(Natural language region descriptions)

· · · · · · ·

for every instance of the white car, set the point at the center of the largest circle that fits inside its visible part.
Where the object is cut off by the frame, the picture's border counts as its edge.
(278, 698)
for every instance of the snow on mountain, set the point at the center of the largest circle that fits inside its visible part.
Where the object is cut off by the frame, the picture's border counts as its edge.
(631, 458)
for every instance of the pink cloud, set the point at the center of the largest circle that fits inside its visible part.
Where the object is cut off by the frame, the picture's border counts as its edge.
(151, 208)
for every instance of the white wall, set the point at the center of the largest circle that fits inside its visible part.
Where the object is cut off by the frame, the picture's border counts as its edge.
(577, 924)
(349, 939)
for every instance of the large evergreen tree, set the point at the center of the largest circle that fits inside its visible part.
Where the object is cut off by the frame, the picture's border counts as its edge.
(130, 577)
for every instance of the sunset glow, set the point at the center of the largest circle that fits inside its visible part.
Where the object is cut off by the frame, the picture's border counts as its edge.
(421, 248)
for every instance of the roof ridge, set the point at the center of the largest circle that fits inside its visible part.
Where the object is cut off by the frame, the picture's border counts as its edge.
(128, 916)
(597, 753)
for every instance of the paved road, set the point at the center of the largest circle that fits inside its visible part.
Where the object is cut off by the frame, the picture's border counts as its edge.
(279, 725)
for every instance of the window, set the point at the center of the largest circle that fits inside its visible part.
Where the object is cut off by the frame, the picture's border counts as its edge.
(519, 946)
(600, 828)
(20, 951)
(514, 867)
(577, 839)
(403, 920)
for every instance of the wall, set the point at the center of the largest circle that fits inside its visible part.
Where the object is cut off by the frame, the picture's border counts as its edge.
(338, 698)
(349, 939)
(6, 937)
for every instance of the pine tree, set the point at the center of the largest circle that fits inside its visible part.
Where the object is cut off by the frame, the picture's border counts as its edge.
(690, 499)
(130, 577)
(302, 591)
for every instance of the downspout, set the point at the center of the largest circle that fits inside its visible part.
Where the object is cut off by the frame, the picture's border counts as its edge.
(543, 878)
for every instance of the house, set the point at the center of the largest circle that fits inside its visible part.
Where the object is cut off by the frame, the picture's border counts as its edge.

· · · · · · ·

_Task statement:_ All records must be transcribed exactly, with none left out.

_Output below:_
for every instance of the white car, set the point at the center of the largest circle that fits inside its visible part.
Where the object is cut off by the frame, the picture's border counts as its edge.
(278, 698)
for every instance of the snow on mountain, set the point at the center of the largest circle that fits inside its visible part.
Where the object is cut off by the frame, the picture's border counts as its edge.
(631, 458)
for every instance of the pink cloud, set the point at the center of the largest circle that fits inside its visible part.
Where the object is cut off by the frame, the picture's border counts as its edge.
(151, 208)
for every instance of the white wall, set the point at the center of the largest circle that fits inside its visible part.
Where the object is cut off by the frame, the picture's border counts as its edge.
(577, 924)
(349, 939)
for every instance of the large evergreen tree, set the point at the center of the largest circle that fits inside its visible part.
Where the object is cut off by the frame, the picture's border counts as its edge.
(130, 577)
for every instance of the sunset glow, set the point at the center of the largest circle that fits inside its visible part.
Where the object is cut off by the frame, the picture's border counts as its edge.
(421, 248)
for every instance of the roof ridge, set the point at the center of the largest circle that fits inside its visible part.
Where the object is cut off by the frame, the picture's border counts as its edge.
(128, 916)
(597, 753)
for every instance of the paved road, set the point at the center of the largest circle that fits inside its visible part.
Where the object is cut off by the frame, the picture's border counts as its edge.
(279, 725)
for every instance of the window, set the point at the center of the largest circle that fits inside its visible part.
Where the object is cut off by the frame, the picture's border counts as its edge.
(519, 946)
(600, 828)
(20, 951)
(514, 867)
(577, 839)
(403, 920)
for every instance of the wall, set the point at the center of the largest circle that fits inside its visible part.
Where the object is cut off by the frame, the picture's border counts as its edge.
(338, 698)
(349, 939)
(6, 937)
for every instance of the pine tree, set the point at the center of the largest circle that fits inside its visible part.
Where the object is cut off by the frame, the picture's border counts as its edge.
(690, 499)
(130, 577)
(302, 591)
for every instance of the downspout, set the point at the center of the largest circle that fits inside its visible part.
Where the object is cut off by the frame, the picture's border counts as its edge.
(543, 878)
for every instance of the house, set the point at the center of the largest circle that fits inside its visible part.
Where the object is cut off by the frame, the picture's border counts as its edge.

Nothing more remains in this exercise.